- _Texto fornecido_
Pelo exposto até aqui, compreende-se que existe um programa de educação em Marx e afirma-se que ele se constitui de três elementos principais: o trabalho, a escola e a práxis político-educativa. Esse modo de compreender o problema da educação em Marx coloca algumas questões como: seria correto concentrar toda a preocupação relacionada ao problema da educação em Marx na categoria trabalho? Que consequências isso acarretaria? Poder-se-ia considerar o princípio da união trabalho e ensino como o princípio pedagógico fundamental de Marx? Quais as consequências da negligência ou secundarização da práxis político-educativa dentro do programa marxiano de educação? De que maneira o princípio de união trabalho e ensino e a proposta de politecnia podem representar reducionismo do programa marxiano de educação? A sequência do texto tentará acercar essas questões.

A união trabalho e ensino como o princípio pedagógico fundamental de Marx

A grande questão subjacente a toda a obra de Marx é a perspectiva da emancipação humana. E se esta apenas se mostra possível pela revolução proletária, portanto pela práxis político-educativa, então como pode a união trabalho e ensino ser o princípio pedagógico fundamental de Marx? Como pode um princípio imanente às relações emancipadas, futuras, ser fundamental para o processo de emancipação da sociedade atual? Ou, em outros termos, como pode uma proposta que, num certo sentido, é uma simples medida tática de resistência à exploração do capital ser considerada 'o princípio pedagógico fundamental' para a emancipação?

- _Dados apresentados_
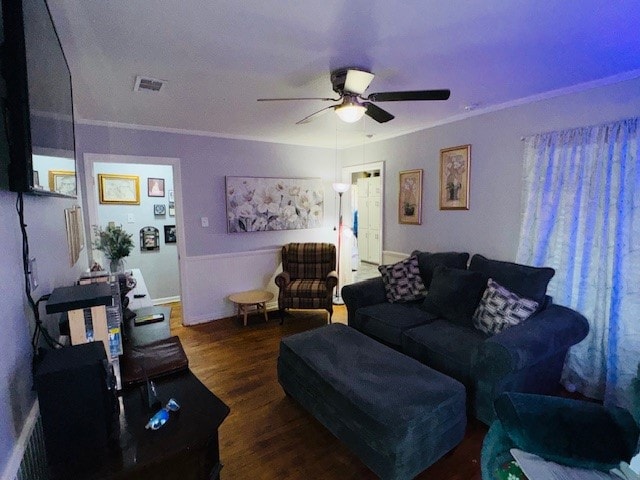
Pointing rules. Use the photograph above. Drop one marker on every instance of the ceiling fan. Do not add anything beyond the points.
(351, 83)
==
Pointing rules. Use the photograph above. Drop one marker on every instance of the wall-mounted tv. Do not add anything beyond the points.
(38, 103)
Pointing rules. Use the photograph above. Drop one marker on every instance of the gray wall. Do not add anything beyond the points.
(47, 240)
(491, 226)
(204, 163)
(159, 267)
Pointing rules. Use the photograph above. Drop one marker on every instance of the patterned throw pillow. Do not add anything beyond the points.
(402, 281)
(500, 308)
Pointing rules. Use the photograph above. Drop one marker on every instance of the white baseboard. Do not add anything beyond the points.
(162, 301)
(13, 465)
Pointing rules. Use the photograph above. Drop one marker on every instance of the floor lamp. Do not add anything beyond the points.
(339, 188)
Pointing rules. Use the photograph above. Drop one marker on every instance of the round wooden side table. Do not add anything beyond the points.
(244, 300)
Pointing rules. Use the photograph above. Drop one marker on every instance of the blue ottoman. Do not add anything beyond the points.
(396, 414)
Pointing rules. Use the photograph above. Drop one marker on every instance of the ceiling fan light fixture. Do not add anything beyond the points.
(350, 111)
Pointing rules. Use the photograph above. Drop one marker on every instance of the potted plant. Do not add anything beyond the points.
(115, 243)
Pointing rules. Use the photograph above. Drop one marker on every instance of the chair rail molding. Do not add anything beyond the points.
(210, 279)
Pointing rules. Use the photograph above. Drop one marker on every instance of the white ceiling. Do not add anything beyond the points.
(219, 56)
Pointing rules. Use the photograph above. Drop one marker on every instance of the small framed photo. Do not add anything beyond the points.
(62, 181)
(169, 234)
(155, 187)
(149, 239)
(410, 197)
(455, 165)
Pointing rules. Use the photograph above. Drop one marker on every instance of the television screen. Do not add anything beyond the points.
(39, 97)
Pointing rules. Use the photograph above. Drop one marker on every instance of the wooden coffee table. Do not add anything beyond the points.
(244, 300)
--
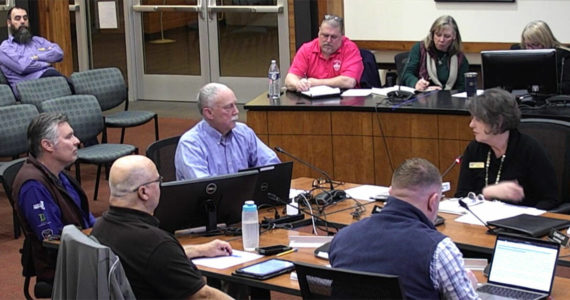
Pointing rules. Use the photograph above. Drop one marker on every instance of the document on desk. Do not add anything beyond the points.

- _Problema proposto 1_
Indique se cada afirmação a seguir concorda com o texto sobre educação em Marx, respondendo sim ou não e citando literalmente as palavras do texto que decidem a resposta. (a) O programa de educação em Marx se constitui de três elementos principais: o trabalho, a escola e a práxis político-educativa. (b) Segundo o texto, a emancipação humana só se mostra possível pela reforma da escola. (c) O texto anuncia que sua sequência tentará acercar as questões levantadas.
- _Problema proposto 2_
Devolva, copiada literalmente do texto sobre educação em Marx, a parte que abre com as palavras que contêm "A grande questão" e fecha com "para a emancipação?".

- _Resultado da tarefa 1_
(a) Sim: "ele se constitui de três elementos principais: o trabalho, a escola e a práxis político-educativa".
(b) Não: "se esta apenas se mostra possível pela revolução proletária, portanto pela práxis político-educativa".
(c) Sim: "A sequência do texto tentará acercar essas questões."

- _Resultado da tarefa 2_
A grande questão subjacente a toda a obra de Marx é a perspectiva da emancipação humana. E se esta apenas se mostra possível pela revolução proletária, portanto pela práxis político-educativa, então como pode a união trabalho e ensino ser o princípio pedagógico fundamental de Marx? Como pode um princípio imanente às relações emancipadas, futuras, ser fundamental para o processo de emancipação da sociedade atual? Ou, em outros termos, como pode uma proposta que, num certo sentido, é uma simples medida tática de resistência à exploração do capital ser considerada 'o princípio pedagógico fundamental' para a emancipação?